======== Records supplied ========

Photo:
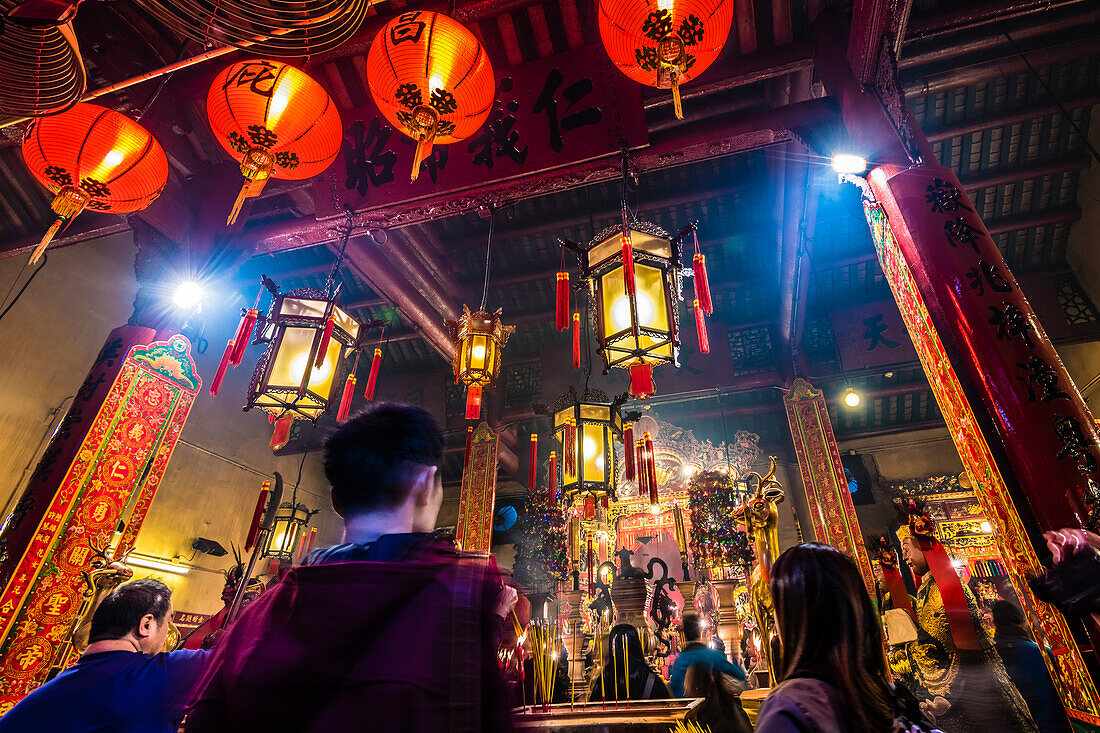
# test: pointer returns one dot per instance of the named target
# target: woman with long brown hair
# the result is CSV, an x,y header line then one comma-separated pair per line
x,y
832,670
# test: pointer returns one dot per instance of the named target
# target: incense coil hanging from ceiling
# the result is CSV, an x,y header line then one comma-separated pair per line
x,y
41,67
301,28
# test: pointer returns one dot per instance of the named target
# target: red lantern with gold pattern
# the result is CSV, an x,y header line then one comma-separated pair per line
x,y
431,78
666,43
94,157
276,120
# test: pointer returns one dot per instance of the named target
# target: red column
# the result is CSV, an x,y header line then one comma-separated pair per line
x,y
1003,358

========

Rewrite every one of the records with "pointer" changed to "locator" and nothing else altered, omitting the pictures.

Photo:
# test: locator returns one dot per instance of the named target
# target: woman with long brown hair
# the result is CSV, an x,y header line then one comma-separated pair per line
x,y
832,670
# test: locator returns one dot per instance of the named target
# target: incense coil hanging from ceiling
# the result is CSV, an x,y header line then one comma-separated pair per line
x,y
41,67
301,28
# test: locator returns one dot per instance of the named target
# target: red lantern with gold pattern
# the result is CSV, an x,y header line then one comma-separated pair per line
x,y
431,78
666,43
94,157
276,120
# test: locator returns one dot per instance of the named target
# target: red column
# the result is CSV, an x,y header line then one comma-separated pair per line
x,y
1003,358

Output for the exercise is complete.